Start DATA SHOWN

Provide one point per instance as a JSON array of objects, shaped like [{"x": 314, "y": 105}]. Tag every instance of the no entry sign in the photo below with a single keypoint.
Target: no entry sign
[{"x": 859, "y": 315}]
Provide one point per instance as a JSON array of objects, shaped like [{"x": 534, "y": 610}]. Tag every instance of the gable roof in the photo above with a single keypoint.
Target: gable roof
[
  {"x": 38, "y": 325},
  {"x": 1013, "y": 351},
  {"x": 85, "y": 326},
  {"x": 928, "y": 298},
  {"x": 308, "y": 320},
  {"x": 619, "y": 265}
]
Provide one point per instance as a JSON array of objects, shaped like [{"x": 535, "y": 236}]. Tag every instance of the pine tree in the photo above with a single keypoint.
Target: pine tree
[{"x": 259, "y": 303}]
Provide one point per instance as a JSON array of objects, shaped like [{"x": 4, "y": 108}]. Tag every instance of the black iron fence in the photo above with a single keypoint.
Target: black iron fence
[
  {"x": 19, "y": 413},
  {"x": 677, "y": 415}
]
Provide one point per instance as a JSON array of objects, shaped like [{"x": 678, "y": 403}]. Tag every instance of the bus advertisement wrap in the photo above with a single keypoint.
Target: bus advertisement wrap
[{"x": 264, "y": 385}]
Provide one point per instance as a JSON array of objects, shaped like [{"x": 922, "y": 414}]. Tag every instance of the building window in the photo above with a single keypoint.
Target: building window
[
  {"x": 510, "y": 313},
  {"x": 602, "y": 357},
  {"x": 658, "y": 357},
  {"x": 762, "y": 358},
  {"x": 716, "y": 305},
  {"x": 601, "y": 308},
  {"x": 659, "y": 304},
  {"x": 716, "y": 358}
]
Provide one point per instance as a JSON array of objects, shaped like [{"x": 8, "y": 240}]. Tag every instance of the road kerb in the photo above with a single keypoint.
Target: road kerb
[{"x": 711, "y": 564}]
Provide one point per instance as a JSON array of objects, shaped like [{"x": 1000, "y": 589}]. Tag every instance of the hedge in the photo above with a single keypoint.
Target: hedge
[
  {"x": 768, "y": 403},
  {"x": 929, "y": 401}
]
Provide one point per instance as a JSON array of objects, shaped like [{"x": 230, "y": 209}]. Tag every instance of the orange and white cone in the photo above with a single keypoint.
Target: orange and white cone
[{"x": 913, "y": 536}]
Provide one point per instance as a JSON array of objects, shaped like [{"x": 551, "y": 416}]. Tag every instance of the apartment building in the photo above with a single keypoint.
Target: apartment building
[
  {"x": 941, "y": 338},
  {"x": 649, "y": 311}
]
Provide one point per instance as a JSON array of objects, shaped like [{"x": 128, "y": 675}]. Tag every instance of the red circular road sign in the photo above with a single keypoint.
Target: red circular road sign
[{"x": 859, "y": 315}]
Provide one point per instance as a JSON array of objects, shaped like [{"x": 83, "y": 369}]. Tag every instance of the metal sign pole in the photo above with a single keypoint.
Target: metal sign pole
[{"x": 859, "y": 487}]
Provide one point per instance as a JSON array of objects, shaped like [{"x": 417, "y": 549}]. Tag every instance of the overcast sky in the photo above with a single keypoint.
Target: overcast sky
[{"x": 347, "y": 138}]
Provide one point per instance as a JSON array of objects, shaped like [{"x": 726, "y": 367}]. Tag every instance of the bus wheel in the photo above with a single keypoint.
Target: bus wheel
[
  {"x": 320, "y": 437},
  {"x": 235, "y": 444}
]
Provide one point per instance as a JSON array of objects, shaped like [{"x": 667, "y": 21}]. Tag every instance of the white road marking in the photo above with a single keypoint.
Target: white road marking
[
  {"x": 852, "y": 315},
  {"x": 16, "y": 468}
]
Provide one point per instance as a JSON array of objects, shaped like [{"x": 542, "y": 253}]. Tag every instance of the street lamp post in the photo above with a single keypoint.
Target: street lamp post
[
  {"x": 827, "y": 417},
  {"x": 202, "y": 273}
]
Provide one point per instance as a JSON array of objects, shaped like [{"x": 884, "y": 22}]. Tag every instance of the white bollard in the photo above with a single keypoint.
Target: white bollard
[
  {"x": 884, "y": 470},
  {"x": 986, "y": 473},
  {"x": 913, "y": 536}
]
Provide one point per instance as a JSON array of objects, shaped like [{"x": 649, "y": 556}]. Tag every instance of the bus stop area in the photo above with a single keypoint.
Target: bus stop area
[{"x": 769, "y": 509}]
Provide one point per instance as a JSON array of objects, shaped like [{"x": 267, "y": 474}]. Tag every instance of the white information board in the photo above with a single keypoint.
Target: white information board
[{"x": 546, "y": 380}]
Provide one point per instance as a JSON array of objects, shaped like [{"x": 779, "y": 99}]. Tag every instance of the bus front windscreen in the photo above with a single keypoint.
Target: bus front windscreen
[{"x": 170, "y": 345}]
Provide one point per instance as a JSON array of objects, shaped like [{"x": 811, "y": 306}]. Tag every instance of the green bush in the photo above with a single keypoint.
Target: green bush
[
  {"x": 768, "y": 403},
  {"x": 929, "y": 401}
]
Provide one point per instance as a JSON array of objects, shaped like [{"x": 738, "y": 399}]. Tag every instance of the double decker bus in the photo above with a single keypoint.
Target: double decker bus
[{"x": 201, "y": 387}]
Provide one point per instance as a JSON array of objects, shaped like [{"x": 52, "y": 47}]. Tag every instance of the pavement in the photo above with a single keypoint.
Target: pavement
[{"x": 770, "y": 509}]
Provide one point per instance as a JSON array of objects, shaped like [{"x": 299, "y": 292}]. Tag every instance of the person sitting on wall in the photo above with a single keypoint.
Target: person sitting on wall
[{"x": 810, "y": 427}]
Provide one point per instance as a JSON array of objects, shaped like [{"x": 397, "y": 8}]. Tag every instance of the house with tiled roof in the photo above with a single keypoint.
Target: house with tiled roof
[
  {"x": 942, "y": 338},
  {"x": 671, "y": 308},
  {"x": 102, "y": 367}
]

End DATA SHOWN

> THE TASK
Copy the lines above exactly, from the line that contains "of the house" through the last line, with both ends included.

> WRITTEN ANSWER
Provide one point per instance as a JSON array of objects, shaped like [{"x": 397, "y": 8}]. Tag every instance of the house with tiled roof in the photo above with a single keypoint.
Target: house with tiled roof
[
  {"x": 942, "y": 338},
  {"x": 671, "y": 308},
  {"x": 102, "y": 367}
]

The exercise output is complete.